Text section:
++++++
Nina Allan

How did you become a writer? 

The short answer is, I don’t know! I began writing my own stories and poems more or less as soon as I could read, and never really stopped. Writing things down came naturally to me as a way of recording my experiences, feelings and thoughts – a way of confirming to myself that something had actually happened. I took my writing for granted in a way, as an internal extension of my exterior self, which might be part of the reason it took me a relatively long time to begin my career as a writer. My first published story appeared in 2002, in a UK fantasy magazine called Dark Horizons. 

Name your writing influences (writers, books, teachers, etc.).

Always other writers. Older writers – often dead writers – who set out on this path long before me, the real trailblazers. As I began to attain maturity as a reader, the Brontë sisters and their works became increasingly important to me as examples of what the power of the imagination could achieve. A little later I became obsessed with the novels of John Wyndham and Iris Murdoch. I wrote my Masters thesis on the fiction of Vladimir Nabokov, whose work perhaps remains the ultimate demonstration of what can be accomplished by words on a page. In terms of books aboutwriting, there are two that stand out for me. Firstly, John Gardner’s On Becoming a Novelist, which I discovered almost by accident soon after I began writing for publication, and Stephen King’s On Writing, which I recommend to everyone even remotely interested in writing, or simply as a reading experience. Both these guys take very different approaches – sure proof that in writing there really are no rules – but what unites them is their passion, the seriousness with which they approach their subject matter. For Gardner as for King, writing is not just a craft or even an art, it is a vocation. It is this sense of commitment, more than anything, that sets the seal on whether someone will ultimately succeed in their desire to write.  

When and where do you write?

I write every day, unless I’m travelling. I am one of those writers who thrives on routine, so you’ll normally find me at my desk, in my office, looking out on the Firth of Clyde and progressing at a slower pace than I would ideally like. 

What are you working on now?

I’m working on a new novel, set here in Scotland, on the Isle of Bute. A photographer returns to her childhood home to confront the truth of what happened to her best friend, who was murdered. It starts out reading like a murder mystery but becomes increasingly weird the further you get into it. 

Have you ever suffered from writer’s block?

I don’t normally find trouble in writing or even in finding ideas – there are always too many ideas to choose from, which can be a problem in itself. My own peculiar version of writer’s block is changing my mind about a project half way through. The book I plan to write is never the book I end up writing, which inevitably means I end up scrapping a lot of material. I had already written 60,000 words of draft for my 2017 novel The Rift before I realised I had started in the wrong place – I trashed everything and began again. It sounds frustrating, terrifying even, but I have learned to accept this process of revisionism as a normal part of my working process. And no writing is ever wasted – even the stuff you throw away is stuff you have learned from. 

What’s the best writing advice you’ve ever received?
++++++
Entries supplied:
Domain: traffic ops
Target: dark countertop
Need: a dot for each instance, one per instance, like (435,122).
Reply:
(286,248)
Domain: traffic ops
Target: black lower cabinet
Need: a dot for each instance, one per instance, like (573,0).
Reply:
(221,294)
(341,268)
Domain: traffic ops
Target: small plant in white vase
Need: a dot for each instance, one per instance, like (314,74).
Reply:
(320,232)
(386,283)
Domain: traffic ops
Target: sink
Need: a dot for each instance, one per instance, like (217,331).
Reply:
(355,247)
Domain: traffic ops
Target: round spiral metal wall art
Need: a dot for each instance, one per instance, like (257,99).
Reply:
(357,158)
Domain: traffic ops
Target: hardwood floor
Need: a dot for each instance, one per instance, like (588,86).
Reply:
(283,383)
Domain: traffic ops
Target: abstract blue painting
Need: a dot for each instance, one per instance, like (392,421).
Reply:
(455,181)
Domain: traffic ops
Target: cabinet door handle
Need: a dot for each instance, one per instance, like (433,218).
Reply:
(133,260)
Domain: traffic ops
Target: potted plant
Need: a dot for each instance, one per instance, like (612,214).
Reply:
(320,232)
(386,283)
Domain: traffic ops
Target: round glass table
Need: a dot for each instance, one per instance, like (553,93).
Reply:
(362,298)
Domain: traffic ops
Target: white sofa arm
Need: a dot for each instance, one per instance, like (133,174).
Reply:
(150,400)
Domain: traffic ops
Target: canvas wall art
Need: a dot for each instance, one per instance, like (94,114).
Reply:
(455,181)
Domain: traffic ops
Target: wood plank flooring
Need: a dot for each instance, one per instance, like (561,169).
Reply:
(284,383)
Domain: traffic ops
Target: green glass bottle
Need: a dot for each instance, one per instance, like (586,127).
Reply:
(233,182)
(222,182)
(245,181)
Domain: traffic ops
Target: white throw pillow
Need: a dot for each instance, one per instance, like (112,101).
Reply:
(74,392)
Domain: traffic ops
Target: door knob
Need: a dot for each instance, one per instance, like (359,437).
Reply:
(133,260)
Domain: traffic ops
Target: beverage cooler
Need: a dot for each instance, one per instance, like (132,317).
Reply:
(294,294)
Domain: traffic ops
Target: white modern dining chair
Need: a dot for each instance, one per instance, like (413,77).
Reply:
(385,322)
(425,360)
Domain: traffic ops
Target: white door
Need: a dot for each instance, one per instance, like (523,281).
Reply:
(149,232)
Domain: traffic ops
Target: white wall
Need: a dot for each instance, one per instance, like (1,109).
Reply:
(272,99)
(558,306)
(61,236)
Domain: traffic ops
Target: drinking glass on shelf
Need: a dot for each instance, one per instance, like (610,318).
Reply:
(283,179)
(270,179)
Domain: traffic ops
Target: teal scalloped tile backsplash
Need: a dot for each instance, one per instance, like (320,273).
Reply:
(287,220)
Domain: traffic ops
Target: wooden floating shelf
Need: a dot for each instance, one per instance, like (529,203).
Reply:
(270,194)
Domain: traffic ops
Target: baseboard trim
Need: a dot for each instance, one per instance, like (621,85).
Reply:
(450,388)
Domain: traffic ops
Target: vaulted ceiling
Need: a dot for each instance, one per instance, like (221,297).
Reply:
++++++
Check your understanding:
A. Update the interview passage starting with "When and where" and going on through "working on now?", replacing "office" with "study".
B. Extend the interview with Nina Allan from the point where it stops.
The entries come from a different source than the interview.

Expected results:
A.
When and where do you write?

I write every day, unless I’m travelling. I am one of those writers who thrives on routine, so you’ll normally find me at my desk, in my study, looking out on the Firth of Clyde and progressing at a slower pace than I would ideally like. 

What are you working on now?

B.
‘Write a proper second draft’. This piece of advice was given to me by my partner, Christopher Priest, soon after we met. He described his own method to me, which was to print out his first draft, then begin typing it out again, from the beginning, making necessary changes as he went. It sounded like hell to me and I privately swore I’d keep to my own method, which was to edit on the page, going over and over the draft as it existed until it felt right. Several months later I was having problems with a short story, and so I decided to give Chris’s method a try, experimenting with just the first page. The results were so instantaneous, and so dramatic, that I switched over to his method immediately and never looked back. 

What’s your advice to new writers?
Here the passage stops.